*DATA*:
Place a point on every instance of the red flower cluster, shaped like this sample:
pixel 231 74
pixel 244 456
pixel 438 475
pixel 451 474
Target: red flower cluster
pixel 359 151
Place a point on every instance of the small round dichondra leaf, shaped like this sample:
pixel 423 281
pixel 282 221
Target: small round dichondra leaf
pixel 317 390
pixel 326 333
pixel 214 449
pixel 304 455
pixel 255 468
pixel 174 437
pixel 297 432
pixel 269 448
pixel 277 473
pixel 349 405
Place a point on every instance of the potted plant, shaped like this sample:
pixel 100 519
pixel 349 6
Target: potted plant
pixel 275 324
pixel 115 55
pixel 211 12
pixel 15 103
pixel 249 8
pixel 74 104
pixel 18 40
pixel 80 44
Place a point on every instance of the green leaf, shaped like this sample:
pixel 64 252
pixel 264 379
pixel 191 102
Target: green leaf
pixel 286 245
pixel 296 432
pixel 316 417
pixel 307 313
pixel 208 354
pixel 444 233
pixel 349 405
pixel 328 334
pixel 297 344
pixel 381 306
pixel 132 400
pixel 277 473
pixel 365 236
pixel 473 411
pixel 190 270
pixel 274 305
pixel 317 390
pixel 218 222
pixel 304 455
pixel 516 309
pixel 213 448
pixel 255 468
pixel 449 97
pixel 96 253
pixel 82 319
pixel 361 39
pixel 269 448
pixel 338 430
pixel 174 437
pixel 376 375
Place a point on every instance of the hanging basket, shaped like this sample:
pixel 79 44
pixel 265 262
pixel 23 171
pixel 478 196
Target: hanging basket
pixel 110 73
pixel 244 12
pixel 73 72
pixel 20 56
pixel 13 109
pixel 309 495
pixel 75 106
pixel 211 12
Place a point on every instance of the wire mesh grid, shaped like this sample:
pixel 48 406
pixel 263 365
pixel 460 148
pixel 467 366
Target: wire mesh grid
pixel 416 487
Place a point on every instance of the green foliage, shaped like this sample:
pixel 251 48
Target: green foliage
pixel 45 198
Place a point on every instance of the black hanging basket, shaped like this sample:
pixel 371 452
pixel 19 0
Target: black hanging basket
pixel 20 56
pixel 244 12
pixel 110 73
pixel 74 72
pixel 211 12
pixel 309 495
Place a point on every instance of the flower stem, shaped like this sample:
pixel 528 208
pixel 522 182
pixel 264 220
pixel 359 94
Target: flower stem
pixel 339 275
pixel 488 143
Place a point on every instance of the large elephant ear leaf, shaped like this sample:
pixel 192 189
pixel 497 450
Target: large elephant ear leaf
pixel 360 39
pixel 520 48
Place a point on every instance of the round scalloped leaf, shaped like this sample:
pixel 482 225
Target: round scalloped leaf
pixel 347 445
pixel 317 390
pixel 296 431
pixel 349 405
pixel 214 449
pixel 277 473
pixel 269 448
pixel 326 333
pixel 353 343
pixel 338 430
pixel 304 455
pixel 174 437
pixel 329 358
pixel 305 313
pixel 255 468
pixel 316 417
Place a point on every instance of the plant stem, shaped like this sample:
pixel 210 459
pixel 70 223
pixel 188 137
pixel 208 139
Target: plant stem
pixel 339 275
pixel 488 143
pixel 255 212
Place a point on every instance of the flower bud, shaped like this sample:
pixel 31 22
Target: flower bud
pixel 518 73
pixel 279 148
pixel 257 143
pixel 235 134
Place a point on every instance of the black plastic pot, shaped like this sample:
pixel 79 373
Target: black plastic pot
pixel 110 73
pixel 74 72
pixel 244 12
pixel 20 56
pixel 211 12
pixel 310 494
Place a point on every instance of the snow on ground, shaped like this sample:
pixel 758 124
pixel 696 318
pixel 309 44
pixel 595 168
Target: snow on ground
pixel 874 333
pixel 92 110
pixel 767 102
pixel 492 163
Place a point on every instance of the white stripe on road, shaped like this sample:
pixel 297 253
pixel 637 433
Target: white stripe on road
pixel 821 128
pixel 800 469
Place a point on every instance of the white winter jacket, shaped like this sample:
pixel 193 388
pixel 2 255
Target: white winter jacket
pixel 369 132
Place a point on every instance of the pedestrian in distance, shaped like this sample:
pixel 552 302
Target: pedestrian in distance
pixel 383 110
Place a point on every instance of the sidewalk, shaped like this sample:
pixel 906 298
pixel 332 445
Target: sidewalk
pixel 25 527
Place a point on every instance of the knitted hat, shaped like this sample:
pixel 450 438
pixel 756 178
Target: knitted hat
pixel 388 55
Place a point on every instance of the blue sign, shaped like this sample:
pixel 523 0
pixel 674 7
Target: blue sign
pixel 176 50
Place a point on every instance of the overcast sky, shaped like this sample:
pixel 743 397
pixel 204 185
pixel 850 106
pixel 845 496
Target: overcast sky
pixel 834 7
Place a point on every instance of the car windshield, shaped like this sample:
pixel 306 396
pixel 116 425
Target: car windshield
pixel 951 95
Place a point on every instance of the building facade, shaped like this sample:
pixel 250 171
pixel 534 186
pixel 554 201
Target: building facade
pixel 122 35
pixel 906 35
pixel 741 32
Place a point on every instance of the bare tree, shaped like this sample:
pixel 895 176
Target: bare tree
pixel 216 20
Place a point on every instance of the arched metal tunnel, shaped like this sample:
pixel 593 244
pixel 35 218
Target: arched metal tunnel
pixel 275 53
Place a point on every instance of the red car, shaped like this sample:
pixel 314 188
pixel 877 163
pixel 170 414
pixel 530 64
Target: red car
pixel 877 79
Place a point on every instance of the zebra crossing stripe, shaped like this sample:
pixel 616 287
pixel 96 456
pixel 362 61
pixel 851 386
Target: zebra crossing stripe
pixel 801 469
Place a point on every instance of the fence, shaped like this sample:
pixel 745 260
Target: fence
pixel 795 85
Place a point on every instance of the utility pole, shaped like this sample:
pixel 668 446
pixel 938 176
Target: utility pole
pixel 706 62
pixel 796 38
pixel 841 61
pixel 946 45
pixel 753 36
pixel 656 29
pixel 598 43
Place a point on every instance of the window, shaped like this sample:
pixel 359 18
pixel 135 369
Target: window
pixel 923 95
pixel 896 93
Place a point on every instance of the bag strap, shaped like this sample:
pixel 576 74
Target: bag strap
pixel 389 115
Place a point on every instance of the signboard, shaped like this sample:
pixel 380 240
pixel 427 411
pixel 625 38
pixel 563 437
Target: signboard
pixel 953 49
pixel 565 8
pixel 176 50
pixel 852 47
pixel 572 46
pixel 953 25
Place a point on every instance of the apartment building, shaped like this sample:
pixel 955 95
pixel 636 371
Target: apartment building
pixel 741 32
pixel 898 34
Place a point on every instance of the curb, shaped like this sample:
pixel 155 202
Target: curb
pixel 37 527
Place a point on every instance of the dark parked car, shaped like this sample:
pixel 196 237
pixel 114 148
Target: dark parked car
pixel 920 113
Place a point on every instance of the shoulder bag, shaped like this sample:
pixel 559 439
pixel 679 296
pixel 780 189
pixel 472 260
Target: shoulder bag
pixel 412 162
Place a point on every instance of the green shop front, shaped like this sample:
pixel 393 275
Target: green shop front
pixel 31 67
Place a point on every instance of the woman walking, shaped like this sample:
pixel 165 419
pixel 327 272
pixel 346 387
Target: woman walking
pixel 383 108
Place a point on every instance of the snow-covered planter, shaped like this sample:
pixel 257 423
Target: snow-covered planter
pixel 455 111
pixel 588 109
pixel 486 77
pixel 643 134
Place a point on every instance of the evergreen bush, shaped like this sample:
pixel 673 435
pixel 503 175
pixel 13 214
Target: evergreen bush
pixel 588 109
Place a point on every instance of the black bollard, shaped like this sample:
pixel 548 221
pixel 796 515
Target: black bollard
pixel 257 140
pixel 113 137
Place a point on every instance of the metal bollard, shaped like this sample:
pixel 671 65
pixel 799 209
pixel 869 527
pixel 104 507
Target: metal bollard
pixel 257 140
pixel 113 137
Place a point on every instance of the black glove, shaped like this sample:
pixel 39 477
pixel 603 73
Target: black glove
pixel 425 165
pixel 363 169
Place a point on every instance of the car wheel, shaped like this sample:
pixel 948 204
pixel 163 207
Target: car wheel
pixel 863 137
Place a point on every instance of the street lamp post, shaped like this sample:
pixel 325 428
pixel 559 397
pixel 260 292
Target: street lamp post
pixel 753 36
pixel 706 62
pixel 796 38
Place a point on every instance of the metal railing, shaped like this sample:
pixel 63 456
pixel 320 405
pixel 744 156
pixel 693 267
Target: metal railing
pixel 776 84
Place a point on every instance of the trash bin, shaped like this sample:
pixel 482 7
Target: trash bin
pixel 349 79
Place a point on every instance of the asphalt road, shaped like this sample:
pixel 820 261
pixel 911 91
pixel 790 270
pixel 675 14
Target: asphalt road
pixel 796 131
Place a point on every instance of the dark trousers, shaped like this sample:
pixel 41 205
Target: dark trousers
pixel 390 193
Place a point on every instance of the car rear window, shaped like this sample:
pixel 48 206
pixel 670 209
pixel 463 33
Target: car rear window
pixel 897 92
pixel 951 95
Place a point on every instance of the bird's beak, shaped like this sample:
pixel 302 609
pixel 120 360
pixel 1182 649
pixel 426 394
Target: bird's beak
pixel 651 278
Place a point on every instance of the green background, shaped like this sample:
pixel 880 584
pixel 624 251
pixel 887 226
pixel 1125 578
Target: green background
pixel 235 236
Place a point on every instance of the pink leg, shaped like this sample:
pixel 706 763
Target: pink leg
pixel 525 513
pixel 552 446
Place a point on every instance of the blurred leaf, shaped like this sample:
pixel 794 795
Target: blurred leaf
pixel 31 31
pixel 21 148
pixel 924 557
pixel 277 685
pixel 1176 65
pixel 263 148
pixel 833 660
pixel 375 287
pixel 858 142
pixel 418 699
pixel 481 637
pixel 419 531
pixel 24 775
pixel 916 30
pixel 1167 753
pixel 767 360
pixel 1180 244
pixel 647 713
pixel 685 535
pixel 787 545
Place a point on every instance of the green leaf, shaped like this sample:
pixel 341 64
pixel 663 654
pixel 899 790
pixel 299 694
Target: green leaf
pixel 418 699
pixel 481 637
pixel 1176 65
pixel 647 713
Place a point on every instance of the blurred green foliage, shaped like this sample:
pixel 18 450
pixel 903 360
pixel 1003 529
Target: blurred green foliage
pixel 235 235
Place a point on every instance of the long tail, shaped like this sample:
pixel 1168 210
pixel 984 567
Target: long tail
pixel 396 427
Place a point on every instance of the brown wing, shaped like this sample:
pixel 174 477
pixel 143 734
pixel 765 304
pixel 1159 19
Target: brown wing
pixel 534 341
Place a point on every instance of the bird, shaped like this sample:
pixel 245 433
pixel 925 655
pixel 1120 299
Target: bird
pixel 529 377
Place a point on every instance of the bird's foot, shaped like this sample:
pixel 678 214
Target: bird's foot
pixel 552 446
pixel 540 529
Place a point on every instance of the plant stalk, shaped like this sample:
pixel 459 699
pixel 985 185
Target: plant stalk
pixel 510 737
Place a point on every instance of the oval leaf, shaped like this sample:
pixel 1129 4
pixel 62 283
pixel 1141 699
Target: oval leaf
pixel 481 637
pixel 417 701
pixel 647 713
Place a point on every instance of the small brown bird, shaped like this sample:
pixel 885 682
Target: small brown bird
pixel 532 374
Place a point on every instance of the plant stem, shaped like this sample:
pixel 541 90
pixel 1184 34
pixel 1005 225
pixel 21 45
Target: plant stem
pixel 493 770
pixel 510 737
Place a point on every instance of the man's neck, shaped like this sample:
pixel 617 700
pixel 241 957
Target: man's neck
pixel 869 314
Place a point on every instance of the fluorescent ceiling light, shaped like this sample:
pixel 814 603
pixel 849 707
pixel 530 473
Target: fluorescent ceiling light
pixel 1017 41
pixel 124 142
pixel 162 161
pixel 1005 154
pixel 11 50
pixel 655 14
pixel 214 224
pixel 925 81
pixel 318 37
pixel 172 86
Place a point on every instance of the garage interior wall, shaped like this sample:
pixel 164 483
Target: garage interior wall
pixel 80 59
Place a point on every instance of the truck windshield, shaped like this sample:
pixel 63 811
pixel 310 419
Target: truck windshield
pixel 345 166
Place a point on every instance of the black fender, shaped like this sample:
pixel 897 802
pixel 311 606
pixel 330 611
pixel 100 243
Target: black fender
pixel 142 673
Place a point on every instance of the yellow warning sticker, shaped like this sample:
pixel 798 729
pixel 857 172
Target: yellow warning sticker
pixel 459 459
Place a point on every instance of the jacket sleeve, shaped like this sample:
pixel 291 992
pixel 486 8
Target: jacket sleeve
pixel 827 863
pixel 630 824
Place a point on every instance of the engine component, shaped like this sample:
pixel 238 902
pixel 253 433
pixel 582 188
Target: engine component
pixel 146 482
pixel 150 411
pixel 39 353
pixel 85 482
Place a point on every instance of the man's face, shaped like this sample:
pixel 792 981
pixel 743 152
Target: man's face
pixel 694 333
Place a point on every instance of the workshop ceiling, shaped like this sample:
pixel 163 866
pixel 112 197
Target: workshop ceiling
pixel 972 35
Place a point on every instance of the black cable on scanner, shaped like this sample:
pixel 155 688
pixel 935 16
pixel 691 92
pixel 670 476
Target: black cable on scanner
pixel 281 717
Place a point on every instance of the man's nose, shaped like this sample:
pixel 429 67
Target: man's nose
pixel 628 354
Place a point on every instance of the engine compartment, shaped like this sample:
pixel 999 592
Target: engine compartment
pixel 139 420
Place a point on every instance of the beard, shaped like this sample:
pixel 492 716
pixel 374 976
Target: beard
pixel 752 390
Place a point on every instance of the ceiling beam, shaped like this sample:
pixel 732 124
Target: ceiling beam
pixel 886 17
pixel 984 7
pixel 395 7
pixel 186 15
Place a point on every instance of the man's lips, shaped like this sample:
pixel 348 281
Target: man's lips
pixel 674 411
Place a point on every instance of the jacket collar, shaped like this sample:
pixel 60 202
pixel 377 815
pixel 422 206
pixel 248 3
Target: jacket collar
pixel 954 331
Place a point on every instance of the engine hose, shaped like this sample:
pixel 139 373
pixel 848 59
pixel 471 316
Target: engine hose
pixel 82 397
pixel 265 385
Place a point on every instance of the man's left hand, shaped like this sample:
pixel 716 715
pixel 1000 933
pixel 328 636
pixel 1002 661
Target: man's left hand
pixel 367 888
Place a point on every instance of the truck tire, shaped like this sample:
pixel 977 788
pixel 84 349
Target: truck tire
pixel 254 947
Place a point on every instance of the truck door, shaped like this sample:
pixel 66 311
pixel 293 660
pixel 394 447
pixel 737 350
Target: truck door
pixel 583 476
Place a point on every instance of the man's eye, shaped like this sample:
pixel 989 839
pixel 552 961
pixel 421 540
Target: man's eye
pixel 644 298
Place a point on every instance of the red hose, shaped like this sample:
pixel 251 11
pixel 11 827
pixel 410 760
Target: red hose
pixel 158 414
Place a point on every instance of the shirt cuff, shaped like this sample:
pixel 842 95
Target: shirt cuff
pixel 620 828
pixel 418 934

*GIVEN EXERCISE*: Switch "truck door" to "cab door" in the records, starting with the line with "Place a point on every instance of the truck door, shaped" and going on through the line with "pixel 644 298", and give only those lines back with nothing else altered.

*THE RESPONSE*:
Place a point on every instance of the cab door, shaped like this sample:
pixel 66 311
pixel 293 660
pixel 394 447
pixel 737 350
Target: cab door
pixel 583 476
Place a point on every instance of the man's eye, shaped like this sample:
pixel 989 839
pixel 552 961
pixel 421 540
Target: man's eye
pixel 644 298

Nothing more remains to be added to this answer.